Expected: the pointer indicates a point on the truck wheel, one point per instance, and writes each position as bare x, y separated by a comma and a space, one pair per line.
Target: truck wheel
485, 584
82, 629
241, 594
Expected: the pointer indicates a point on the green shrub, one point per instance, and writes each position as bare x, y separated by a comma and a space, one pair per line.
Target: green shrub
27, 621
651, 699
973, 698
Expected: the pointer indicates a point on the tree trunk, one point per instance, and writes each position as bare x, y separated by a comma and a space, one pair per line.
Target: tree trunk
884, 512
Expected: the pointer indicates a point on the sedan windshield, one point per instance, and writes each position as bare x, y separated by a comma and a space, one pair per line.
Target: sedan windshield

= = = = = = =

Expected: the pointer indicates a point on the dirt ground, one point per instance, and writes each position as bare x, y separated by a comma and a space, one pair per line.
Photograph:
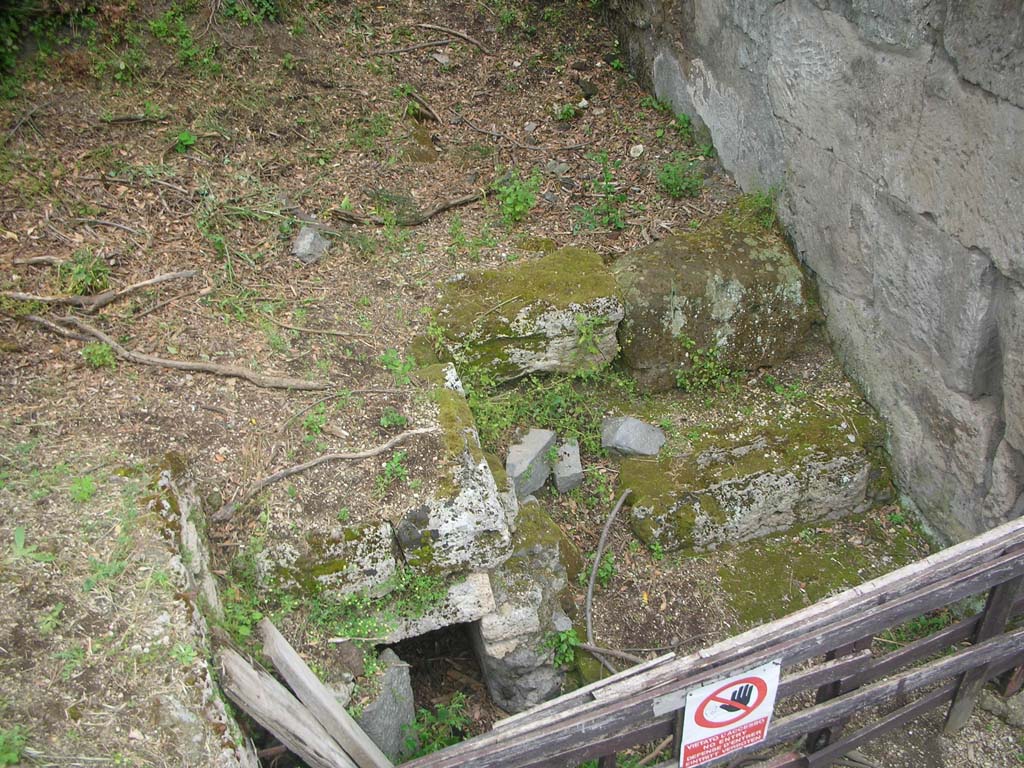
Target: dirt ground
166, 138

= = = = = = =

Give the number of lines in the records where the word "sedan" occurs, and add nothing.

• [ANSWER TO THE PROBLEM] 2